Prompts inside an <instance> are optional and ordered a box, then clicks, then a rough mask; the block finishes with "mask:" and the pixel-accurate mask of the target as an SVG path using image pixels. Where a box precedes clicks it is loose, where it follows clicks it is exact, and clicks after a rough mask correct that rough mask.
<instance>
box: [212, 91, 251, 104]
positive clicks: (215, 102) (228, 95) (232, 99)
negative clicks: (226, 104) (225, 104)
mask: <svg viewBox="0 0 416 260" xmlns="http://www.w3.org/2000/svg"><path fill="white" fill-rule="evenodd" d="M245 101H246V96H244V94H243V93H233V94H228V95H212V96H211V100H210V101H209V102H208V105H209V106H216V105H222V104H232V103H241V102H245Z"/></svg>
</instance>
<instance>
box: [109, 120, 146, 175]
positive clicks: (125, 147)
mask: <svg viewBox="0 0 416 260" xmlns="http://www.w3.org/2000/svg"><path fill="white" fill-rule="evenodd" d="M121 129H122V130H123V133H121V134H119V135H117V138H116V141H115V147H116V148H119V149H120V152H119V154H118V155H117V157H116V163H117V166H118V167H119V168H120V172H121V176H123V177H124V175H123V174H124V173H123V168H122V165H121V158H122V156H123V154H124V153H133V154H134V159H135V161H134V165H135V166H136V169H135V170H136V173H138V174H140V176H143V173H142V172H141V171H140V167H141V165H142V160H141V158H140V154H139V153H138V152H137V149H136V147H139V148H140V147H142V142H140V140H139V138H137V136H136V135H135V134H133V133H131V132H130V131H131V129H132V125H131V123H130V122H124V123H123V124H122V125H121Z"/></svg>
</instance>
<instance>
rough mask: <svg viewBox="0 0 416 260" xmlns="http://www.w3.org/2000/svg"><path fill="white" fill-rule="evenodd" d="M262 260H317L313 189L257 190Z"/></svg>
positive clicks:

# The task
Give the number of lines in the data that contain the string "rough" and nothing more.

# Task answer
2